Rewrite the full listing below, requests included, and shift every x and y coordinate in the answer points by adding -65 to each value.

## START

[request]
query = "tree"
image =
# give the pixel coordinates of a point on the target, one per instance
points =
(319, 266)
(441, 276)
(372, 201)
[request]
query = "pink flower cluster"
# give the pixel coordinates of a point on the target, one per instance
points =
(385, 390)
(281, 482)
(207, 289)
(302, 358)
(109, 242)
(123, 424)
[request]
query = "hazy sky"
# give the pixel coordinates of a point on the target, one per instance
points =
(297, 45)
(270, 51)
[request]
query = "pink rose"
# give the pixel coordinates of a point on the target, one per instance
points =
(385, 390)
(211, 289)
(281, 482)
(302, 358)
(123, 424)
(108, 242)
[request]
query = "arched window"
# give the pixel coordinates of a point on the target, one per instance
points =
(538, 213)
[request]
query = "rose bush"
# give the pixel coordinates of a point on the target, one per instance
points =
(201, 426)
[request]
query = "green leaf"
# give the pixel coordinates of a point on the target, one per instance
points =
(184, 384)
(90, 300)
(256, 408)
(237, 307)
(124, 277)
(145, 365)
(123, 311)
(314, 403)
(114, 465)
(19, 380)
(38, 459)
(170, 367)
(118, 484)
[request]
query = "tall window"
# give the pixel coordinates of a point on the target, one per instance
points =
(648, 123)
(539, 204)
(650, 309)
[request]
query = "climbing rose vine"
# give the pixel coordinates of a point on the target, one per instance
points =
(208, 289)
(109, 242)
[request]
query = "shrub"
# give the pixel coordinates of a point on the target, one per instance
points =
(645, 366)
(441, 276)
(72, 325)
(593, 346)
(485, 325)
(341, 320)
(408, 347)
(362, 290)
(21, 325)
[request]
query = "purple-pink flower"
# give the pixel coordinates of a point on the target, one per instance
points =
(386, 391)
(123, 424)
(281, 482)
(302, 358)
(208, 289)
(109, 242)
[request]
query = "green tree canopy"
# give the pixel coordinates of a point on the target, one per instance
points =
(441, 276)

## END

• _Task response_:
[request]
query = "tree"
image =
# give the pixel coordinates of a point on the target, one per instance
points =
(254, 201)
(376, 211)
(307, 136)
[request]
query = "pink flower cluster"
# give the pixel coordinates of a point on the target, one per instance
points =
(320, 325)
(216, 417)
(142, 224)
(237, 293)
(44, 177)
(58, 359)
[request]
query = "hazy sky"
# give the pixel coordinates of a point on the target, one per instance
points =
(232, -20)
(205, -14)
[request]
query = "pink rose"
# give the pixel coordinates of a point on the target, one per instance
points =
(320, 325)
(146, 224)
(216, 417)
(237, 293)
(58, 359)
(43, 177)
[request]
query = "arched window"
# give the pixel coordinates of a point on the target, one per instance
points =
(473, 148)
[request]
query = "rose bush"
# give the pixel coordinates of a point on the target, one per instance
points =
(136, 361)
[request]
query = "green leaf"
# give the pixel coordinates of a point on the target, one per instance
points =
(119, 319)
(25, 235)
(191, 343)
(172, 242)
(59, 212)
(80, 300)
(58, 246)
(249, 338)
(49, 400)
(-46, 315)
(-27, 394)
(105, 302)
(53, 419)
[request]
query = "tall window"
# give the pixel coordinates of a point on the target, one per instance
points =
(583, 58)
(474, 139)
(585, 244)
[request]
query = "climbing rose vine"
# give the pixel coordinates of a point on the target, one per instance
points =
(143, 224)
(44, 177)
[request]
query = "shrub"
# give the pixel coordinates of a point on the target, one per instance
points =
(580, 301)
(376, 211)
(7, 260)
(528, 281)
(420, 260)
(276, 255)
(343, 282)
(297, 225)
(-44, 260)
[request]
query = "purple-pink flower"
# give the pixel coordinates of a point on the target, one per instance
points =
(321, 326)
(58, 359)
(216, 417)
(237, 293)
(143, 224)
(44, 177)
[request]
query = "green tree canopy"
# give the pixel coordinates of a point on the target, one per instance
points =
(376, 211)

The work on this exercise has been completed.